# EXCERPTED PASSAGE
━━━━━━━━

The site doesn't echo submissions in the response (that would defeat the simulation), and **nothing is logged or persisted server-side**. The function processes each request, sets response headers (`x-request-id` on every response; `x-recaptcha-score` on the captcha sink), optionally echoes the request in a diagnostic response (for `/api/echo/*` and `/fingerprint/data`), and forgets.

To capture probe results across many runs, instrument your client. Examples:

- `curl -v` — full request and response shown on stderr.
- `curl -sS -D headers.txt -o body.txt URL` — split response headers and body to files.
- A Python script using `requests`, with structured logging of `r.status_code`, `r.headers`, `r.text` per probe.

For the captcha sink specifically, the score lives only in the `x-recaptcha-score` response header — read it as soon as the request returns.

## Reporting findings

Write up each probe's result against a specific hypothesis. Example:

> **Hypothesis**: residential-proxy zone passes scan-shaped traffic through without intercepting.
> **Probe**: 6 GETs through `residential_proxy1`: `/admin`, `/wp-login.php`, `/server-status`, `/phpmyadmin/`, `/.env`, `/.git/config`.
> **Direct baseline**: all six return 200 with their respective synthetic content.
> **Through proxy**: same — all six return 200 with matching content.
> **Conclusion**: proxy does not intercept these scan paths. (Cycle 3, 2026-05-22.)

Always cite the request URLs, the status codes you got, the response sizes, and any header diffs. Don't summarize without evidence.

━━━━━━━━

# MATERIAL SHOWN
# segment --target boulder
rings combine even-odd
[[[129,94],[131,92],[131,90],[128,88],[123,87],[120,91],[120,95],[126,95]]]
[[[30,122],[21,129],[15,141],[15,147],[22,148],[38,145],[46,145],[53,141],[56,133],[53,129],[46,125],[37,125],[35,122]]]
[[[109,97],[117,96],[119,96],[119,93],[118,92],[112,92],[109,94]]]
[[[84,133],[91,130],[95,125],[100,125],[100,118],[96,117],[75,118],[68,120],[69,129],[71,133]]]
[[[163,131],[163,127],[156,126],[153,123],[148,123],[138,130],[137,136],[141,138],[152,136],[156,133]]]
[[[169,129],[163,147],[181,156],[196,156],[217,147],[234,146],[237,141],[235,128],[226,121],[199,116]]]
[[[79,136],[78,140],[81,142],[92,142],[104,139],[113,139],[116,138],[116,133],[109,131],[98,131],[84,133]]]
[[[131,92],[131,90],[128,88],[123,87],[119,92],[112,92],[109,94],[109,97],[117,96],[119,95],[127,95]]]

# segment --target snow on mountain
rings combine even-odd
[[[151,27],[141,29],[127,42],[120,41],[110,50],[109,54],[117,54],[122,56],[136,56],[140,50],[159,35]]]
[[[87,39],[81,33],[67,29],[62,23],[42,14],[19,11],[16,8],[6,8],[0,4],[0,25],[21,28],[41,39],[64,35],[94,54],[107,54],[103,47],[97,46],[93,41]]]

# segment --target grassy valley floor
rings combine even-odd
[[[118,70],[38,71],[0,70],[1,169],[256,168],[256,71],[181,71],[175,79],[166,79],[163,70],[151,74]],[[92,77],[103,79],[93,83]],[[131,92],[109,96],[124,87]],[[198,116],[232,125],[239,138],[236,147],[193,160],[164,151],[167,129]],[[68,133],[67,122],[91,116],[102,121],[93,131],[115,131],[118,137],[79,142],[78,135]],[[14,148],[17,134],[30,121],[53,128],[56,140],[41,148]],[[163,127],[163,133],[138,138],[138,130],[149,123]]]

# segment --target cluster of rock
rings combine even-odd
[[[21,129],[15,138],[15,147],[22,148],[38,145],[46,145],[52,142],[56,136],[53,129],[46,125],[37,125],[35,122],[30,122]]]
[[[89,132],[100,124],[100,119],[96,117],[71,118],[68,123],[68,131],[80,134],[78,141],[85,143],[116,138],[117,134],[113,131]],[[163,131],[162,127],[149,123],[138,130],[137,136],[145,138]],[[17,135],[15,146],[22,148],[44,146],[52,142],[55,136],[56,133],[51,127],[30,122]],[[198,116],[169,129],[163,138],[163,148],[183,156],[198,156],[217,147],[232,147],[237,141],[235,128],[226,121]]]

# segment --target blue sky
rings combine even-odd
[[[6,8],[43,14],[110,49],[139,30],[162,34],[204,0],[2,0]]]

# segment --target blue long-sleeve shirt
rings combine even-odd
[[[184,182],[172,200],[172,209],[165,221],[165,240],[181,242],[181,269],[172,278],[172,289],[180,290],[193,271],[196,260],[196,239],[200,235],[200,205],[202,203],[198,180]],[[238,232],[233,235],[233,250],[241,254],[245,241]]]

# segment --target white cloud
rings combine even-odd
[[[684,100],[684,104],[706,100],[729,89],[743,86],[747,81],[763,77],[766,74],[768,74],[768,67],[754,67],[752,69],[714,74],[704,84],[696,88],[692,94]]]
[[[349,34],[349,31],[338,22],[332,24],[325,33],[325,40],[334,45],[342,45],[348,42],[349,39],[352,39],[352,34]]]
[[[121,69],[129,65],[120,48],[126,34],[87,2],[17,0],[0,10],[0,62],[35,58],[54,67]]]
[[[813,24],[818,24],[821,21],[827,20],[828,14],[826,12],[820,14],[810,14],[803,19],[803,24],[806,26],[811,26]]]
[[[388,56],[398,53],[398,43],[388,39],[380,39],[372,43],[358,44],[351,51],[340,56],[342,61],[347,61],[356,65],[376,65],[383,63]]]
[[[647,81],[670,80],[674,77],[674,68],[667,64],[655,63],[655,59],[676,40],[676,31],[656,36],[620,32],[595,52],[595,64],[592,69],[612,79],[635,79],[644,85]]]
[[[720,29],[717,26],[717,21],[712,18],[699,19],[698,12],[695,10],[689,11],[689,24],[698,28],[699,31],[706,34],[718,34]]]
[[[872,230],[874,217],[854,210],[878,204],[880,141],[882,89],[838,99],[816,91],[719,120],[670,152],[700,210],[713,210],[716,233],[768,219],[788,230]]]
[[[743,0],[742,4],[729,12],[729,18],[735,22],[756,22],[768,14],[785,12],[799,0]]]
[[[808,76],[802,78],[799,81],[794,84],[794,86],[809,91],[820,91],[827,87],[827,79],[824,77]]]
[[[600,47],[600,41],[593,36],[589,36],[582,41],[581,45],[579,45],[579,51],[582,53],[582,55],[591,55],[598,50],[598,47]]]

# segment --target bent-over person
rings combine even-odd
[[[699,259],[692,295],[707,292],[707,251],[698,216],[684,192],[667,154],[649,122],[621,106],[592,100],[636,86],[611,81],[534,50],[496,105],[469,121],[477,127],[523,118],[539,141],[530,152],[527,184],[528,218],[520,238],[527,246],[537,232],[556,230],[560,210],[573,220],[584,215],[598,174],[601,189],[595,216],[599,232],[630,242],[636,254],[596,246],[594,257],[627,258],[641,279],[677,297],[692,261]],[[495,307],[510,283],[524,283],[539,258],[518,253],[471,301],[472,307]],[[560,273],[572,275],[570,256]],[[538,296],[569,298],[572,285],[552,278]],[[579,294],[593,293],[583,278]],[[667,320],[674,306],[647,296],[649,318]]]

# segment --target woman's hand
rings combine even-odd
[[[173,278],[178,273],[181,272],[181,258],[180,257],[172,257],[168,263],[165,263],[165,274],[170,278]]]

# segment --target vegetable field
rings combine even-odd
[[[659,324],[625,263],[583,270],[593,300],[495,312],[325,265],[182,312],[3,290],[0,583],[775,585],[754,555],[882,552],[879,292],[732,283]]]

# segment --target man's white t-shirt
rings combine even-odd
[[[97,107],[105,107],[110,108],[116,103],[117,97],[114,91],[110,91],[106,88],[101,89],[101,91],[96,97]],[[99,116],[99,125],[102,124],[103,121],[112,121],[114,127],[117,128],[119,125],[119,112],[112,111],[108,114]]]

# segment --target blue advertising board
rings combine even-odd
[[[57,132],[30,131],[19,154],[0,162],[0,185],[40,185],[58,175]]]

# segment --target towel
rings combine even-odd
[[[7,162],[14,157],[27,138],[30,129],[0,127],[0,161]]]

━━━━━━━━

# QUESTIONS
1. Answer each question from the probe-reporting excerpt.
(a) Which response header is set on every response?
(b) According to the excerpt, where does the captcha sink's score appear?
(c) In the sample write-up, how many GET requests were sent through `residential_proxy1`?
2. Repeat the part of the probe-reporting excerpt starting with "To capture probe" and going on through "the request returns.".
3. List every path that the sample write-up in the probe-reporting excerpt says was requested through the proxy.

# SOLUTIONS TO EACH TASK
1.
(a) `x-request-id`
(b) Only in the `x-recaptcha-score` response header.
(c) Six.

2.
To capture probe results across many runs, instrument your client. Examples:

- `curl -v` — full request and response shown on stderr.
- `curl -sS -D headers.txt -o body.txt URL` — split response headers and body to files.
- A Python script using `requests`, with structured logging of `r.status_code`, `r.headers`, `r.text` per probe.

For the captcha sink specifically, the score lives only in the `x-recaptcha-score` response header — read it as soon as the request returns.

3.
- `/admin`
- `/wp-login.php`
- `/server-status`
- `/phpmyadmin/`
- `/.env`
- `/.git/config`